• EXERCISE GOAL:
Every line of the entries that holds the word "water" is to be copied.

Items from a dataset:
.....

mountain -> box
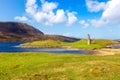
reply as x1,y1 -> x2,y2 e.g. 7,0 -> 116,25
0,22 -> 44,42
0,22 -> 80,42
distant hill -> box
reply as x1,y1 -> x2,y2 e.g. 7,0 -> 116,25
115,39 -> 120,42
42,34 -> 80,42
0,22 -> 80,42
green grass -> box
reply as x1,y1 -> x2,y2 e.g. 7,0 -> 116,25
1,52 -> 120,80
67,39 -> 119,49
21,39 -> 119,49
21,40 -> 64,48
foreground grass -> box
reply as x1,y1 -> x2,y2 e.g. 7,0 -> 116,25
1,52 -> 120,80
21,39 -> 119,49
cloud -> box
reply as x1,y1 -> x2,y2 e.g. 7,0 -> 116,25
41,1 -> 58,12
14,0 -> 120,28
79,20 -> 85,24
26,0 -> 37,15
63,33 -> 72,37
101,0 -> 120,23
67,12 -> 78,26
86,0 -> 120,27
34,9 -> 66,25
63,32 -> 79,37
86,0 -> 106,12
15,0 -> 77,26
90,19 -> 106,27
26,0 -> 66,25
49,10 -> 66,24
79,20 -> 89,28
14,16 -> 28,21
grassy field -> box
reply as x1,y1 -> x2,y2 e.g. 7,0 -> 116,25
1,52 -> 120,80
21,40 -> 64,48
20,39 -> 119,49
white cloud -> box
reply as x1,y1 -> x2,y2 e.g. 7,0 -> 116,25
41,1 -> 58,12
79,20 -> 85,24
63,33 -> 72,37
67,12 -> 78,26
79,20 -> 89,28
83,23 -> 89,28
63,32 -> 79,37
26,0 -> 37,15
14,16 -> 28,21
90,19 -> 106,27
15,0 -> 77,26
86,0 -> 106,12
51,10 -> 66,23
26,0 -> 66,25
101,0 -> 120,23
33,9 -> 66,25
86,0 -> 120,27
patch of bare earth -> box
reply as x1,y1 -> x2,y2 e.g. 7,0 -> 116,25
94,48 -> 120,56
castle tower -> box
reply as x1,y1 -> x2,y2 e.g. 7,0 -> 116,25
87,34 -> 91,45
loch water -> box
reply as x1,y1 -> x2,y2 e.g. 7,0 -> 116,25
0,42 -> 87,54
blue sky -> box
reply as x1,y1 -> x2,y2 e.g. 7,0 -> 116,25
0,0 -> 120,39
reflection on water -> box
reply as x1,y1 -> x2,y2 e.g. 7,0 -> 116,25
0,42 -> 87,54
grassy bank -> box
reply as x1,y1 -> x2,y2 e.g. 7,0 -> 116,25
1,52 -> 120,80
20,39 -> 119,49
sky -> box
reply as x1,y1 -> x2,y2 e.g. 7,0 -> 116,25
0,0 -> 120,39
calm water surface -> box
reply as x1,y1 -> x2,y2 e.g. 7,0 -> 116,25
0,42 -> 87,54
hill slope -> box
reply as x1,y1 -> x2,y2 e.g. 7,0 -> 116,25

.....

• TASK ANSWER:
loch water -> box
reflection on water -> box
calm water surface -> box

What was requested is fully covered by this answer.